#### Extract to read
▶
Extracting files from a Zip archive programmatically using C# and System.IO.Packaging

I have a bunch of ZIP files that are in desperate need of some hierarchical reorganization and extraction. What I can do, currently, is create the directory structure and move the zip files to the proper location. The mystic cheese that I am missing is the part that extracts the files from the ZIP archive.
I have seen the MSDN articles on the ZipArchive class and understand them reasonable well. I have also seen the VBScript ways to extract. This is not a complex class so extracting stuff should be pretty simple. In fact, it works "mostly". I have included my current code below for reference.
using (ZipPackage package = (ZipPackage)Package.Open(#"..\..\test.zip", FileMode.Open, FileAccess.Read))
{
PackagePartCollection packageParts = package.GetParts();
foreach (PackageRelationship relation in packageParts)
{
//Do Stuff but never gets here since packageParts is empty.
}
}
The problem seems to be somewhere in the GetParts (or GetAnything for that matter). It seems that the package, while open, is empty. Digging deeper the debugger shows that the private member _zipArchive shows that it actually has parts. Parts with the right names and everything. Why won't the GetParts function retrieve them? I'ver tried casting the open to a ZipArchive and that didn't help. Grrr.

If you are manipulating ZIP files, you may want to look into a 3rd-party library to help you.
For example, DotNetZip, which has been recently updated. The current version is now v1.8. Here's an example to create a zip:
using (ZipFile zip = new ZipFile())
{
zip.AddFile("c:\\photos\\personal\\7440-N49th.png");
zip.AddFile("c:\\Desktop\\2005_Annual_Report.pdf");
zip.AddFile("ReadMe.txt");
zip.Save("Archive.zip");
}
Here's an example to update an existing zip; you don't need to extract the files to do it:
using (ZipFile zip = ZipFile.Read("ExistingArchive.zip"))
◀
#### Entries provided
▶
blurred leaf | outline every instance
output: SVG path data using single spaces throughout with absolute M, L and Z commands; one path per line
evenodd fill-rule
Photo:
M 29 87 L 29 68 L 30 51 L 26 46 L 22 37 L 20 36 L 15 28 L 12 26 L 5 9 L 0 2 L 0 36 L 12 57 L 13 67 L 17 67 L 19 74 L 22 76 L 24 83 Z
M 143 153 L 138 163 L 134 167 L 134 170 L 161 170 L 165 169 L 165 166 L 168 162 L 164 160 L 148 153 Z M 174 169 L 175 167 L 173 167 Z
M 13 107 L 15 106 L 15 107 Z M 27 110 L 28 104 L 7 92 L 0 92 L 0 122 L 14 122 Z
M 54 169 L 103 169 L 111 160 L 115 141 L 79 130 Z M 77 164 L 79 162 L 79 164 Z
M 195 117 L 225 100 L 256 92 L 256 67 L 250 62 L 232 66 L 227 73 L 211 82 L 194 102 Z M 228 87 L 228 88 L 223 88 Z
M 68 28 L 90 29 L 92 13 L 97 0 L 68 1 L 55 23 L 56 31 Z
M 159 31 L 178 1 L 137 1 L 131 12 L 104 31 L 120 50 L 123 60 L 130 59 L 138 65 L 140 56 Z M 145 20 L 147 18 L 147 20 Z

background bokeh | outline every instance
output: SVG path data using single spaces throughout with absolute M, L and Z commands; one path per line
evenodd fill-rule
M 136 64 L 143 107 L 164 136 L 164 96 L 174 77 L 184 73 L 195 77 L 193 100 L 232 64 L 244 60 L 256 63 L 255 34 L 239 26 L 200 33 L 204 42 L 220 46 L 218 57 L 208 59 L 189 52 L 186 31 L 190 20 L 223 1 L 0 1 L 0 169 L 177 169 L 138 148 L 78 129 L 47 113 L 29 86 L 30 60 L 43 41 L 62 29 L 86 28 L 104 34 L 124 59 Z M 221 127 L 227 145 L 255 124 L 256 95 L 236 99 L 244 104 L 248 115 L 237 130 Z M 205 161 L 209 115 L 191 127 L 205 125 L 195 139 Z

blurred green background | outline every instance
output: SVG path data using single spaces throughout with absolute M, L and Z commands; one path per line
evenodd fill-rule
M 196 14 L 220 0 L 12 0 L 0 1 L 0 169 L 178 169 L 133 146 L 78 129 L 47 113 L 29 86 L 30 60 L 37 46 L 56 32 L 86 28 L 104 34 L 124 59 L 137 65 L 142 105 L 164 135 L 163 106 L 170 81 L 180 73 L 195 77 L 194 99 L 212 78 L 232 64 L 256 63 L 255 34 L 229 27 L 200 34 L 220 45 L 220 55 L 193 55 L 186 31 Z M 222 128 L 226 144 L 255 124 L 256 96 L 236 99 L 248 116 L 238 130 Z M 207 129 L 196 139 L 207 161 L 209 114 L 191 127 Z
◀
#### To do
A) In the forum thread on extracting Zip files in C#, restate everything from "Extracting files from" down to "below for reference.", swapping "mystic cheese" for "missing piece".
B) Summarize the forum thread on extracting Zip files in C# in two sentences.
C) In the forum thread on extracting Zip files in C#, which private member does the debugger show as actually having parts?

#### Answers
A)
Extracting files from a Zip archive programmatically using C# and System.IO.Packaging

I have a bunch of ZIP files that are in desperate need of some hierarchical reorganization and extraction. What I can do, currently, is create the directory structure and move the zip files to the proper location. The missing piece that I am missing is the part that extracts the files from the ZIP archive.
I have seen the MSDN articles on the ZipArchive class and understand them reasonable well. I have also seen the VBScript ways to extract. This is not a complex class so extracting stuff should be pretty simple. In fact, it works "mostly". I have included my current code below for reference.

B) The poster can create the directory structure and move the ZIP files but cannot extract files from them, because GetParts returns an empty collection even though the debugger shows that the private member _zipArchive holds parts with the right names. A reply recommends a third-party library such as DotNetZip, now at version 1.8, and gives code for creating a zip and for updating an existing one without extracting its files.

C) _zipArchive